START Selection

Re: [PATCH v4 2/6] mm/damon/paddr: use damon_get_folio_in_region to obtain folio

SeongJae Park <sj@xxxxxxxxxx> · Wed, 5 Feb 2025 13:40:52 -0800

On Wed, 5 Feb 2025 12:46:39 +0000 Usama Arif <usamaarif642@xxxxxxxxx> wrote:

> 
> 
> On 04/02/2025 23:06, SeongJae Park wrote:
> > On Mon,  3 Feb 2025 22:55:29 +0000 Usama Arif <usamaarif642@xxxxxxxxx> wrote:
> > 
> >> This is introduced for larger folios. If a large folio has subpages
> >> present in multiple regions, it will be considered multiple times.
> >> This can be when checking access
> > 
> > I think this behavior makes sense.  If a 2 MiB address range is known to be
> > accessed or not, treating DAMON regions in the address range as all accessed or
> > not aligns with the DAMON's region definition and makes sense in general, to
> > me.  Note that DAMON's adaptive regions adjustment mechanism will make the
> > DAMON regions in a large folio to be merged in near future.

END Selection
START Supplied material

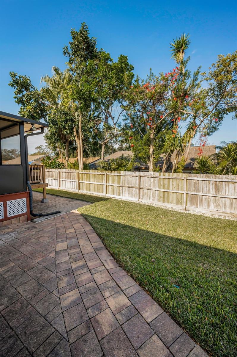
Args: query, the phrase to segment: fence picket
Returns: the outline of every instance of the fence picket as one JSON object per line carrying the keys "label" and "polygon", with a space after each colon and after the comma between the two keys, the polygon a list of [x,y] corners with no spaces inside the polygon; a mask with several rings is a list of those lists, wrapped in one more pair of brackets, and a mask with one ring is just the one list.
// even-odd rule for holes
{"label": "fence picket", "polygon": [[237,217],[236,175],[46,169],[45,180],[49,188]]}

END Supplied material

__Objectives__
A. Shorten the paragraph of the patch discussion that begins "I think this behavior makes sense" while keeping its main facts.
B. Reproduce everything in the patch discussion from "SeongJae Park <sj@xxxxxxxxxx>" down to "considered multiple times.".
C. Carry on the patch discussion, starting after its final line.
The listing has no connection to the patch discussion.

__Per-task answers__
A. The behavior seems sensible: if a 2 MiB address range is known to be accessed or not, treating all DAMON regions in that range the same way fits DAMON's region definition. DAMON's adaptive regions adjustment mechanism will also soon merge the DAMON regions within a large folio.

B.
SeongJae Park <sj@xxxxxxxxxx> · Wed, 5 Feb 2025 13:40:52 -0800

On Wed, 5 Feb 2025 12:46:39 +0000 Usama Arif <usamaarif642@xxxxxxxxx> wrote:

> 
> 
> On 04/02/2025 23:06, SeongJae Park wrote:
> > On Mon,  3 Feb 2025 22:55:29 +0000 Usama Arif <usamaarif642@xxxxxxxxx> wrote:
> > 
> >> This is introduced for larger folios. If a large folio has subpages
> >> present in multiple regions, it will be considered multiple times.

C.
> > 
> >> or applying DAMOS schemes. For e.g.
> >> in pa_stat, folios split across N regions will be counted N times,
> >> giving inaccurate results.
> > 
> > Nice catch!  I agree this could be a problem.
> > 
> >> Hence, only consider a page for access check/DAMOS scheme only if the head
> >> page is part of that region as well.
> > 
> > For access checking, this seems wrong to me.  This change will unnecessarily
> > mark some DAMON regions as not accessed.
> > 
> > Even for DAMOS, this seems not very optimum.
> > 
> > 1. DAMOS will unnecessarily repeat PAGE_SIZE skippings on second and later
> >    DAMON regions of a same large folio.
> 
> Hi SJ,
> 
> Thanks for the reviews! Just a small point on 1. below, but most is addressed at
> the end.
> 
> If needed, we could add another arg in damon_get_folio_in_region to return the size
> of folio if head page was not part of the region to skip by that size instead of
> PAGE_SIZE.
> 
> > 2. If only a small part of the large folio belongs to the first DAMON region,
> >    and the DAMON region is not eligible to the scheme, while the second region
> >    is, the scheme action will not applied to the second region.
> >
> > Also, I think this problem can happen on vaddr case.  Hence, making the change
> > on core layer makes sense to me.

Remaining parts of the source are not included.